====== AVAILABLE RECORDS

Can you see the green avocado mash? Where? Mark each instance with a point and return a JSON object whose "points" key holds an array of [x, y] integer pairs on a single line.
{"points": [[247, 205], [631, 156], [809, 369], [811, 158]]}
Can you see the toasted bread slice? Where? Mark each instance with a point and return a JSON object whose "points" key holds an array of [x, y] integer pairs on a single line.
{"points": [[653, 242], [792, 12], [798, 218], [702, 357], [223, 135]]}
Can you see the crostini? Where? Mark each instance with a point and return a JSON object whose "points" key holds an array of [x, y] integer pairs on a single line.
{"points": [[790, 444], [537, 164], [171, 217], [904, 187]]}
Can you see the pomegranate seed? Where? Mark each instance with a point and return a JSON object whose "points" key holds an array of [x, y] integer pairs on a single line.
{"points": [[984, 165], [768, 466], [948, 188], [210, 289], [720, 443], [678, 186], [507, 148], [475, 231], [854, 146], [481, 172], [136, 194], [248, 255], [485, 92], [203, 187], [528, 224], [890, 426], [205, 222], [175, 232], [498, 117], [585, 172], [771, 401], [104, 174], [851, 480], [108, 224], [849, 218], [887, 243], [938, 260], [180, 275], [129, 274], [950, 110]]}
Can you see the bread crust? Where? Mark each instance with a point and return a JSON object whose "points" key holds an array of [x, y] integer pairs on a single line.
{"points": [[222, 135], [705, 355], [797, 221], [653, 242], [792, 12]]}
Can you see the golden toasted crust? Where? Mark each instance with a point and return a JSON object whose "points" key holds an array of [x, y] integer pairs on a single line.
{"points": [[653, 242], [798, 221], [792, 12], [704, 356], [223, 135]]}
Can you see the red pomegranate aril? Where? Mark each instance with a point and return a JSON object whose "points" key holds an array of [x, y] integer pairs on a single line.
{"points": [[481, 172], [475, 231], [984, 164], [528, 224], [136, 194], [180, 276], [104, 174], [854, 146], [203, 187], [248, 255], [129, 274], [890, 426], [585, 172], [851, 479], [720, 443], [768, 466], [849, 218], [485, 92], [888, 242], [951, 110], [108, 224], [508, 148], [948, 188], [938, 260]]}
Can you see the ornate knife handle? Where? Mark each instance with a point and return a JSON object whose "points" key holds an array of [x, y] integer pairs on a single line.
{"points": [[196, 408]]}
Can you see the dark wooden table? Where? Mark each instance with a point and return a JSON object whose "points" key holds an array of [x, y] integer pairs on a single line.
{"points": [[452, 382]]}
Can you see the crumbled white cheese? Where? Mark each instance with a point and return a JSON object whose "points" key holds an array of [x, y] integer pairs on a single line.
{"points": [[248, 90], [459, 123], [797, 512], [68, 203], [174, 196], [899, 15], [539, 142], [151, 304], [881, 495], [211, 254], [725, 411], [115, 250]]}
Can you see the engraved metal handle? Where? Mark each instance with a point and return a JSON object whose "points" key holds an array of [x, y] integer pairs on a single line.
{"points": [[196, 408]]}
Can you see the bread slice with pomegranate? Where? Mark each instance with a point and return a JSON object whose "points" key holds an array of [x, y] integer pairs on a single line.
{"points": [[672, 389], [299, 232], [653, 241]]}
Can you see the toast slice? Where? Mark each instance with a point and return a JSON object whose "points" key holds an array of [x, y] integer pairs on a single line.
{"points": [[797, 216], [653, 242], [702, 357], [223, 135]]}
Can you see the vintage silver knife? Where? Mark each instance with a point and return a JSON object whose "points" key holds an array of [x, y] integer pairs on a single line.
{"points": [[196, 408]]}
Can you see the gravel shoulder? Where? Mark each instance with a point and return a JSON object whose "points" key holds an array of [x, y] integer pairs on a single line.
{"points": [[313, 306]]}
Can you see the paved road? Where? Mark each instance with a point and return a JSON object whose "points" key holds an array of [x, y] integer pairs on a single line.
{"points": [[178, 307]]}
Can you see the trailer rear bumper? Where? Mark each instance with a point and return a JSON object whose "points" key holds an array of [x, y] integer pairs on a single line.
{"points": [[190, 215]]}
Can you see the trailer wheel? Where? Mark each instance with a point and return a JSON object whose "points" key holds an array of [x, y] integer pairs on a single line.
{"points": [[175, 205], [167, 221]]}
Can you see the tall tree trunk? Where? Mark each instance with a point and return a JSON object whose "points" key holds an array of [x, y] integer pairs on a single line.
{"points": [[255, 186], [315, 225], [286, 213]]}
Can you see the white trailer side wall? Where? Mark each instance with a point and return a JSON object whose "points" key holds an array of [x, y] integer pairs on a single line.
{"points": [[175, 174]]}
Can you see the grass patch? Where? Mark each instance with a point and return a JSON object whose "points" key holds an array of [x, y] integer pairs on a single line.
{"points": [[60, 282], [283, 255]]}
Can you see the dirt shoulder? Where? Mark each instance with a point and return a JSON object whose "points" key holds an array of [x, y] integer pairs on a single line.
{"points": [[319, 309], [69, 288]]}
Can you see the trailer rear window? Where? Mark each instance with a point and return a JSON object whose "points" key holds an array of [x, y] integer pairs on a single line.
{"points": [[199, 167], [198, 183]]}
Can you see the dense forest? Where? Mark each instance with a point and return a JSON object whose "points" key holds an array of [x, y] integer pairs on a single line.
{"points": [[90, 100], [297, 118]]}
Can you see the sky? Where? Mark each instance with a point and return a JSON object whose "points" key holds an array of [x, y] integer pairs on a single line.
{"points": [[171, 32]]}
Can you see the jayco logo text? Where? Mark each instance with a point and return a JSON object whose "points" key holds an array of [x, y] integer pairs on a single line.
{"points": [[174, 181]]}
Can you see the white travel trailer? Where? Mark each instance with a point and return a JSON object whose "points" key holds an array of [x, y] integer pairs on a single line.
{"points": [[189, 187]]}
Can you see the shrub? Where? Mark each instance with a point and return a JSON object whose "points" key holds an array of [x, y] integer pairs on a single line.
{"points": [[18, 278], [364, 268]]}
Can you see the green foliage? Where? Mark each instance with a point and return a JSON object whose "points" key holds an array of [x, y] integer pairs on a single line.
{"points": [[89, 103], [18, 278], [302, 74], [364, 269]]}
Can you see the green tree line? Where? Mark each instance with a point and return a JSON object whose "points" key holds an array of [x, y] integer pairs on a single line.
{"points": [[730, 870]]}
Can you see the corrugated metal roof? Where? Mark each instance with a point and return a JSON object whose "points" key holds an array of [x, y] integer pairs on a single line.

============

*PROBLEM TO SOLVE*.
Would you copy the data exactly as shown above?

*RESPONSE AREA*.
Can you see the green avocado mash? Where? Mark each instance with a point and return a JSON object whose "points" key holds an array of [x, y] integer pairs on a single line.
{"points": [[247, 205], [631, 156], [809, 369], [811, 158]]}
Can you see the toasted bread slice? Where? Mark each instance with a point and return a JSON object whose "points" key holds an array of [x, y] integer pairs on a single line.
{"points": [[653, 242], [792, 12], [798, 218], [702, 357], [223, 135]]}
Can you see the crostini? Where? Mark each instance with a point and return a JSON object whose "points" key holds an array of [x, y] integer pairs on a single line.
{"points": [[790, 444], [537, 164], [171, 217], [904, 187]]}
Can you see the pomegranate seed? Where? Mark each instance with a point and return a JSON object whose "points" key holds an array of [x, y] integer pairs on a single line.
{"points": [[984, 165], [768, 466], [948, 188], [210, 289], [720, 443], [678, 186], [507, 148], [475, 231], [854, 146], [481, 172], [136, 194], [248, 255], [485, 92], [203, 187], [528, 224], [890, 426], [205, 222], [175, 232], [498, 117], [585, 172], [771, 401], [104, 174], [851, 480], [108, 224], [849, 218], [887, 243], [938, 260], [180, 275], [129, 274], [950, 110]]}
Can you see the bread crust? Where? Mark each instance with a point and return a JSON object whose "points" key holds an array of [x, y] integer pairs on a single line.
{"points": [[222, 135], [705, 355], [797, 221], [653, 242], [792, 12]]}
Can you see the golden toasted crust? Where? Mark each instance with a point and return a JSON object whose "points" key holds an array of [x, y] integer pairs on a single line.
{"points": [[653, 242], [798, 221], [792, 12], [704, 356], [223, 135]]}
Can you see the red pomegranate aril? Where? Mark each instance with a point and return a JSON object whose "points" key holds an array of [x, y] integer pairs on a single line.
{"points": [[481, 172], [475, 231], [984, 164], [528, 224], [136, 194], [180, 276], [104, 174], [854, 146], [203, 187], [248, 255], [129, 274], [890, 426], [585, 172], [851, 479], [720, 443], [768, 466], [849, 218], [485, 92], [888, 242], [951, 110], [108, 224], [508, 148], [948, 188], [938, 260]]}
Can you see the ornate knife handle? Where? Mark each instance with a point and return a JSON object whose "points" key holds an array of [x, y] integer pairs on a single line.
{"points": [[196, 408]]}
Can you see the dark wooden table? Where? Mark each instance with a point and return a JSON object whose "points" key holds an array of [x, y] integer pairs on a single line.
{"points": [[452, 382]]}
Can you see the crumbled white cheese? Where? Mark each instance with a point and return a JSON object whose "points" key holds an array of [x, y] integer pairs on a single line.
{"points": [[248, 90], [459, 123], [797, 512], [68, 203], [174, 196], [899, 15], [539, 142], [151, 304], [881, 495], [211, 254], [725, 411], [115, 250]]}
Can you see the engraved metal handle? Where? Mark each instance with a point and return a JSON object whose "points" key holds an array of [x, y] integer pairs on a single line.
{"points": [[196, 408]]}
Can you see the bread slice with pomegranate? Where? Mark each instance with a point and return a JSON object whose "points" key holds an array of [x, y] integer pairs on a single line.
{"points": [[672, 389], [299, 232], [653, 241]]}
Can you see the toast slice? Where? Mark each instance with a point and return a JSON object whose "points" key holds an array of [x, y] integer pairs on a single line.
{"points": [[797, 216], [653, 242], [702, 357], [223, 135]]}
Can you see the vintage silver knife? Where? Mark each instance with a point and return a JSON object whose "points" key holds an array of [x, y] integer pairs on a single line.
{"points": [[196, 408]]}
Can you see the gravel shoulder? Where? Mark each instance with a point and return a JSON object whose "points" key holds an array of [x, y] integer pairs on a single line.
{"points": [[313, 306]]}
Can you see the paved road? Where? Mark each instance with a point and return a JSON object whose "points" key holds an array of [x, y] integer pairs on a single line.
{"points": [[178, 307]]}
Can you see the trailer rear bumper? Where? Mark each instance with a point and return a JSON object whose "points" key holds an array of [x, y] integer pairs on a single line.
{"points": [[190, 215]]}
Can you see the trailer wheel? Where? Mark each instance with a point and return a JSON object whose "points" key holds an array of [x, y] integer pairs on a single line.
{"points": [[175, 205], [167, 221]]}
Can you see the tall tree trunk? Where? Mark each instance with a point and return a JSON object whose "points" key holds an array of [x, y] integer pairs on a single line.
{"points": [[255, 186], [315, 225], [286, 213]]}
Can you see the white trailer side wall? Where? Mark each instance with a point and return a JSON object whose "points" key holds an array of [x, y] integer pairs on a single line.
{"points": [[175, 174]]}
Can you see the grass patch? Where? Mark each instance with a point and return a JSON object whose "points" key holds an array of [x, y] integer pairs on a single line.
{"points": [[60, 282], [283, 255]]}
Can you see the dirt shoulder? Where? Mark each instance with a point and return a JSON object whose "points" key holds an array of [x, y] integer pairs on a single line.
{"points": [[319, 309], [69, 288]]}
Can you see the trailer rear window? Where? Mark each instance with a point and return a JSON object whose "points" key holds an array of [x, y] integer pairs on a single line.
{"points": [[199, 167], [198, 183]]}
Can you see the dense forest? Where? Mark each instance with a point and return a JSON object whose "points" key holds an array of [x, y] integer pairs on a single line.
{"points": [[90, 100], [297, 118]]}
Can you see the sky? Where? Mark each instance with a point and return a JSON object whose "points" key holds an array of [x, y] integer pairs on a single line.
{"points": [[171, 32]]}
Can you see the jayco logo text? Where? Mark each instance with a point and return a JSON object whose "points" key holds an array of [x, y] integer pairs on a single line.
{"points": [[174, 181]]}
Can you see the white travel trailer? Where? Mark each instance with a point and return a JSON object whose "points" key holds an array of [x, y] integer pairs on a single line.
{"points": [[189, 187]]}
Can you see the shrub? Where? Mark each instance with a point and return a JSON object whose "points" key holds an array of [x, y] integer pairs on a single line.
{"points": [[18, 278], [364, 268]]}
Can you see the green foliage? Where? Mark each instance with a point and return a JSON object whose "points" key holds an array of [x, y] integer pairs on a single line.
{"points": [[89, 103], [18, 278], [302, 74], [364, 269]]}
Can you see the green tree line? Where? Mark each instance with a point and return a JSON object whose "points" key holds an array of [x, y] integer pairs on a single line.
{"points": [[730, 870]]}
Can you see the corrugated metal roof? Where? Mark each instance with a point and return a JSON object whose "points" key holds an array of [x, y] integer pairs on a single line.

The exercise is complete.